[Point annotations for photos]
****************

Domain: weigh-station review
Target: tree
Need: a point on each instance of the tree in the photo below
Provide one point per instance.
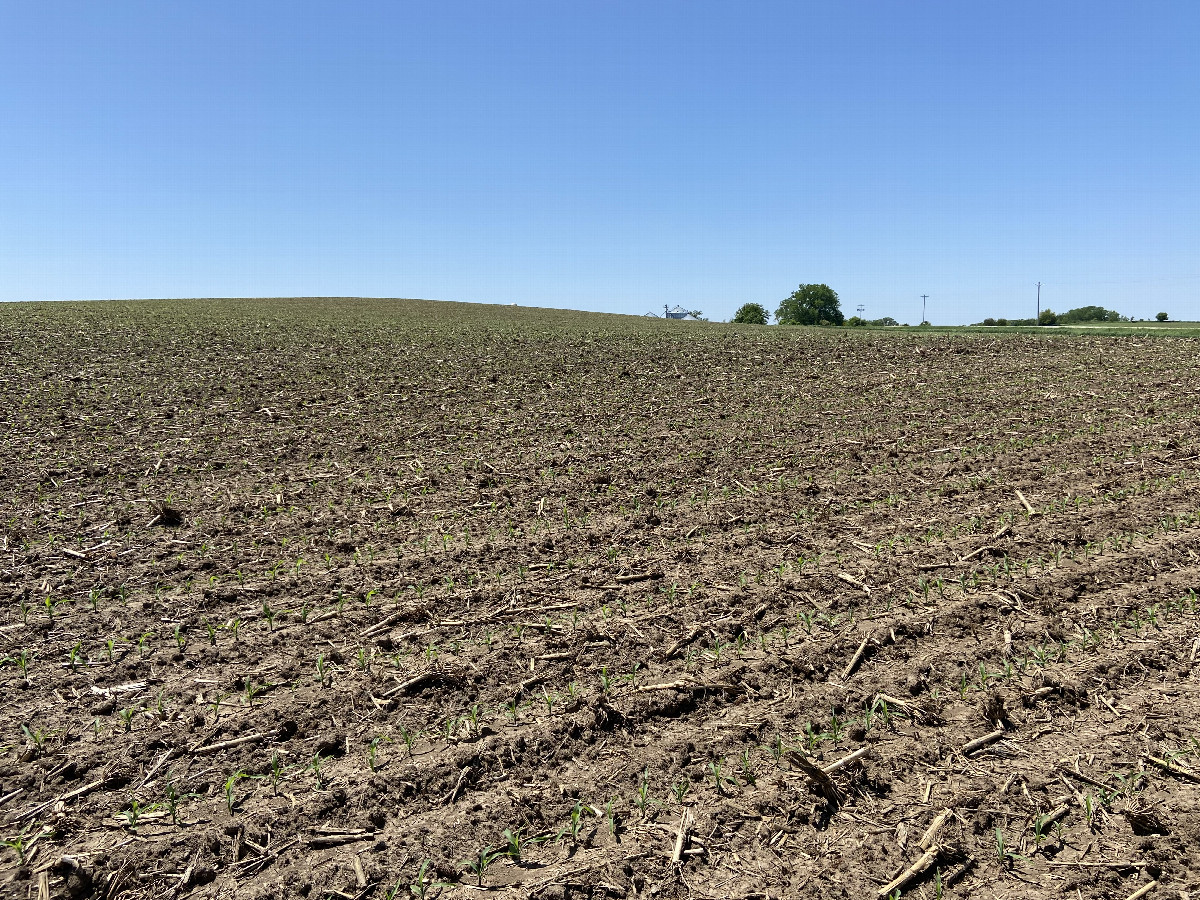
(810, 305)
(1089, 313)
(751, 315)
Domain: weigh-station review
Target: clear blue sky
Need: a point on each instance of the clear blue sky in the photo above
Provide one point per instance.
(610, 156)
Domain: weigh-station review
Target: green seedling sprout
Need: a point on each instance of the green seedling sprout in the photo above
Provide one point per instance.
(275, 773)
(135, 813)
(479, 864)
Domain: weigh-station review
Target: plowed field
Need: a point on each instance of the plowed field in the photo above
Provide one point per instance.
(381, 599)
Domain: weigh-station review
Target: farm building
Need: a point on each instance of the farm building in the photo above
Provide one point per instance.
(678, 313)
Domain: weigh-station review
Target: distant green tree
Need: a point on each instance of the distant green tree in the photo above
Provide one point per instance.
(1089, 313)
(810, 305)
(750, 315)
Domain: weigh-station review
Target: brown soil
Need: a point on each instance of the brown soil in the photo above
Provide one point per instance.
(363, 585)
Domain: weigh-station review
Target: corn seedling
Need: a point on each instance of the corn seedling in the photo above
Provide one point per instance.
(575, 825)
(479, 864)
(229, 787)
(679, 789)
(135, 813)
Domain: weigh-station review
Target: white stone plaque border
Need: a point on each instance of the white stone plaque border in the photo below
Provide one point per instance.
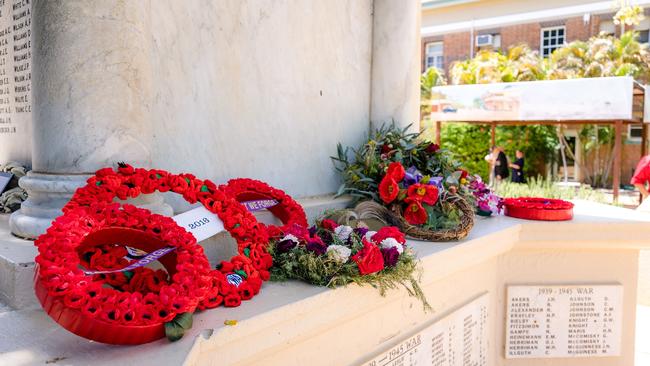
(557, 321)
(459, 338)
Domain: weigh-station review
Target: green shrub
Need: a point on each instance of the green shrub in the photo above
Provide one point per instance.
(538, 187)
(470, 143)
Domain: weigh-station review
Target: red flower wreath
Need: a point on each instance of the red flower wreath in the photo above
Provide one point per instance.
(84, 306)
(287, 209)
(536, 208)
(192, 283)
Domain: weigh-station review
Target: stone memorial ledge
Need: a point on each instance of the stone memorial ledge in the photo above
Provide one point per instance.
(297, 324)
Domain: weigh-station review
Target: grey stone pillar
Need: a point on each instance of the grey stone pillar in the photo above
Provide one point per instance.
(395, 90)
(91, 88)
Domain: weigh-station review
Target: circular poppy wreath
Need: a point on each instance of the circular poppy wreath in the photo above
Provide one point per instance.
(287, 210)
(536, 208)
(249, 268)
(84, 305)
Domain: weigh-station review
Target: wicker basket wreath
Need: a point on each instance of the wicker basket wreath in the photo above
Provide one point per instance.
(373, 212)
(403, 180)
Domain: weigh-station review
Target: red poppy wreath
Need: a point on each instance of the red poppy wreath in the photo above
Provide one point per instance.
(536, 208)
(143, 304)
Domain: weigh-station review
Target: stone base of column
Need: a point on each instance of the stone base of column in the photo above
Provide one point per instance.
(48, 193)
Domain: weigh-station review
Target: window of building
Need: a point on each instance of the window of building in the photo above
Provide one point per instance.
(551, 38)
(608, 27)
(434, 55)
(642, 30)
(494, 44)
(634, 132)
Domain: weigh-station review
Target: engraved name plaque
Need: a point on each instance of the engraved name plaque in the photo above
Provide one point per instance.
(564, 321)
(15, 80)
(459, 338)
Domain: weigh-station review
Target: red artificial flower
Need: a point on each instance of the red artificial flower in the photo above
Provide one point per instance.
(432, 148)
(232, 300)
(415, 214)
(396, 170)
(389, 232)
(369, 259)
(388, 189)
(328, 224)
(423, 192)
(245, 291)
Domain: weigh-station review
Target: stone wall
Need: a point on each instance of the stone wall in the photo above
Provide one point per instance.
(15, 81)
(260, 89)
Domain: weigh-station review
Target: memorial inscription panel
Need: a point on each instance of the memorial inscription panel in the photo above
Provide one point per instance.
(459, 338)
(564, 321)
(15, 80)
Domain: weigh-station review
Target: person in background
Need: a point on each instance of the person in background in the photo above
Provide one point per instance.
(500, 165)
(490, 158)
(641, 176)
(518, 168)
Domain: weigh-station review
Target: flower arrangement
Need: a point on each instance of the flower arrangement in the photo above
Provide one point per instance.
(413, 178)
(332, 255)
(536, 208)
(91, 286)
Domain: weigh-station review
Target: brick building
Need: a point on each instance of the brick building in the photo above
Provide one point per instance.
(455, 30)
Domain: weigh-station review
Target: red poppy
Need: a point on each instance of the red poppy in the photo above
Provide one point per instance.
(415, 214)
(369, 259)
(423, 192)
(328, 224)
(396, 170)
(389, 232)
(388, 189)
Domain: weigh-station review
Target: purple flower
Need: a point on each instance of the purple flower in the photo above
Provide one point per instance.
(312, 230)
(286, 245)
(391, 255)
(316, 246)
(436, 181)
(361, 231)
(412, 176)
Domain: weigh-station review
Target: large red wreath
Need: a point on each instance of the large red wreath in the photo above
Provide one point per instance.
(91, 225)
(536, 208)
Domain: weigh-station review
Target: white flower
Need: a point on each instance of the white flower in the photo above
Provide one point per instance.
(391, 243)
(291, 237)
(343, 232)
(339, 253)
(369, 235)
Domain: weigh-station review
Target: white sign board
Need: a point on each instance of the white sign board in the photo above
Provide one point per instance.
(460, 338)
(544, 100)
(564, 321)
(200, 222)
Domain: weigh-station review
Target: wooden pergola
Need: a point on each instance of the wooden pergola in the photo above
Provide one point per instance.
(613, 101)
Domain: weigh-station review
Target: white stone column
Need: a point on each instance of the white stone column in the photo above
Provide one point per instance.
(91, 88)
(395, 84)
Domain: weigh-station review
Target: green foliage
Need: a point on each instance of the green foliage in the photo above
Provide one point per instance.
(601, 56)
(538, 187)
(470, 143)
(325, 270)
(519, 63)
(430, 78)
(175, 328)
(363, 168)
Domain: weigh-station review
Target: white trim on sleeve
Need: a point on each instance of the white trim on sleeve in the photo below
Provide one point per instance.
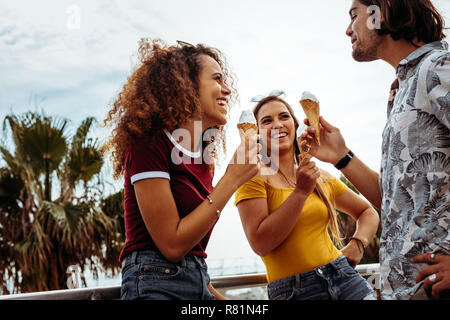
(149, 175)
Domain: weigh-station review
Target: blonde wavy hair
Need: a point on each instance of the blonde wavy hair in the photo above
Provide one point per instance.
(162, 93)
(324, 176)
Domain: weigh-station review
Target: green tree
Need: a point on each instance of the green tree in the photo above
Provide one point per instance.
(347, 227)
(51, 205)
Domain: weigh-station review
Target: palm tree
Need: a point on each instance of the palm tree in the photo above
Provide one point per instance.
(51, 202)
(347, 228)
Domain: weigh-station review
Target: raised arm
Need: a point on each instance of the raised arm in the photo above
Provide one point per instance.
(367, 221)
(175, 237)
(332, 149)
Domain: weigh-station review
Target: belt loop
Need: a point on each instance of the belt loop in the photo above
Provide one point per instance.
(298, 281)
(133, 257)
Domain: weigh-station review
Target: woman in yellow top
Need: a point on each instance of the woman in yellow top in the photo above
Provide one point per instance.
(285, 215)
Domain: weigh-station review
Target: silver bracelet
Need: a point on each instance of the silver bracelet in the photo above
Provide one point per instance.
(210, 202)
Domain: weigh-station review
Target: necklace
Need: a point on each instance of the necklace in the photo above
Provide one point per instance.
(287, 180)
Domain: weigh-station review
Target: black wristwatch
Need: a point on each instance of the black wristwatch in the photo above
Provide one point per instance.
(344, 161)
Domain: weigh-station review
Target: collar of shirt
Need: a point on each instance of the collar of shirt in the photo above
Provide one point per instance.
(409, 62)
(414, 58)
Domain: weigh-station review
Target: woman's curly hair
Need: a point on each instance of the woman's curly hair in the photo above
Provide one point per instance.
(162, 93)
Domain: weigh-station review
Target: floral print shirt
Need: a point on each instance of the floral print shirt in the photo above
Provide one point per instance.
(415, 167)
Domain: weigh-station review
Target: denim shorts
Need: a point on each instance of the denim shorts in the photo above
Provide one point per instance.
(336, 280)
(148, 275)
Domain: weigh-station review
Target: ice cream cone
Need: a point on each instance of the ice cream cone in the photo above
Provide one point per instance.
(247, 123)
(311, 107)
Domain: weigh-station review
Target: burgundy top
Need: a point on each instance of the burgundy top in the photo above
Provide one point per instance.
(190, 183)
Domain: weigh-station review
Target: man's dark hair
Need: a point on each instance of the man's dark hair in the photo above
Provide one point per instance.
(409, 19)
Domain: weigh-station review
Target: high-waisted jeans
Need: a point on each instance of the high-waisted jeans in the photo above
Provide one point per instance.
(336, 280)
(149, 275)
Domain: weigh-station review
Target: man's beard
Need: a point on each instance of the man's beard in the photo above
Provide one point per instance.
(368, 51)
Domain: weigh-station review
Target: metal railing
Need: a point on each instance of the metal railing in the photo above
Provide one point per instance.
(223, 282)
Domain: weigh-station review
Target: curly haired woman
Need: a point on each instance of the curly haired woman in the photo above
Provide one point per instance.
(171, 207)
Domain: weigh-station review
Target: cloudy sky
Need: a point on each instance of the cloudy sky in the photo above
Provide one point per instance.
(70, 59)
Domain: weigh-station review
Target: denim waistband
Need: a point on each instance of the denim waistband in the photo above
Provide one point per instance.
(143, 256)
(333, 266)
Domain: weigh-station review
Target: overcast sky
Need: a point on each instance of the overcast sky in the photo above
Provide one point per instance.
(50, 60)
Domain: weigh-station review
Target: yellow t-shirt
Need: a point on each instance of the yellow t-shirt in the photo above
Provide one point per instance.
(309, 244)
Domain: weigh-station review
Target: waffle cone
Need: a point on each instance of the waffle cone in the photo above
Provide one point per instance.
(299, 141)
(312, 112)
(248, 128)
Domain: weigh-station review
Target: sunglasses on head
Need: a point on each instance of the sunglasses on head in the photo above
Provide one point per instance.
(259, 97)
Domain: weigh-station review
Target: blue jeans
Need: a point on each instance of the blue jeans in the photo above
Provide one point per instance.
(148, 275)
(336, 280)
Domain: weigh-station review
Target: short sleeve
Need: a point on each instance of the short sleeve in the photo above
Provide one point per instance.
(254, 188)
(438, 87)
(147, 160)
(335, 188)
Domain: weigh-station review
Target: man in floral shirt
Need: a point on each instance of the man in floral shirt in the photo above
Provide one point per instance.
(413, 187)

****************

Find each of the lines above that contains the word "white", matching case exactly, and copy those lines.

Answer to this exercise |
Target: white stone plaque border
Need: a point on each instance of the white stone plaque border in the photo below
Target: white flower
Need: a point on each instance of the white flower in the photo above
Target: white sign board
Need: a point on each instance of the white sign board in the photo above
Target: white stone column
Need: a point on each instance of the white stone column in the photo above
Target: white trim on sleeve
Need: a point on each instance of the white trim on sleeve in the photo below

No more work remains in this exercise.